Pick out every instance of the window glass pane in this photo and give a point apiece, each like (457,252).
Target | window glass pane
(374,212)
______________________________
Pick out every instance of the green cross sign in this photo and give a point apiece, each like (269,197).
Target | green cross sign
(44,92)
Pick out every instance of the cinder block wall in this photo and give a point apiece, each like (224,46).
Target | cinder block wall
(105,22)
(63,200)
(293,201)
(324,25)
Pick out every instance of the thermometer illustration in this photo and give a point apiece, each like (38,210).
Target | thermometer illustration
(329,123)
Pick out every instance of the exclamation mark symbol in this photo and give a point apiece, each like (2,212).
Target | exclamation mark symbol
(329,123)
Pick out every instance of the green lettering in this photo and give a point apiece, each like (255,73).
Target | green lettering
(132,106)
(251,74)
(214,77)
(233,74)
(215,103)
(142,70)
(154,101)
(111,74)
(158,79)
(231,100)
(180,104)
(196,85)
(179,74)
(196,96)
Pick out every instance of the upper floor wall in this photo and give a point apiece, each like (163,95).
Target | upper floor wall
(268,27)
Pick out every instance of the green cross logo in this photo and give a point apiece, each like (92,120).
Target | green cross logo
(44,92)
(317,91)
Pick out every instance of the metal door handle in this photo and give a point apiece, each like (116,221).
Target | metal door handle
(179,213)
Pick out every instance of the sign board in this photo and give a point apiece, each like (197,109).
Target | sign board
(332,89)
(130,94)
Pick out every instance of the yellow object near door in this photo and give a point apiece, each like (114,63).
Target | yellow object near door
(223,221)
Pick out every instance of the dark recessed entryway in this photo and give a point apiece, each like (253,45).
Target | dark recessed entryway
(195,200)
______________________________
### Exercise goal
Show every line of the items above that contains the word "green", matching its case exactly.

### Response
Pick out every instance of the green cross sign in this photo and give a point apiece, each like (269,197).
Target | green cross sign
Pick out every instance of the green lettering in this photo and give a point apiece, each like (255,73).
Target | green lettering
Pick out every instance of the green cross logo in this photo and give a point apiece, each like (92,120).
Target | green cross logo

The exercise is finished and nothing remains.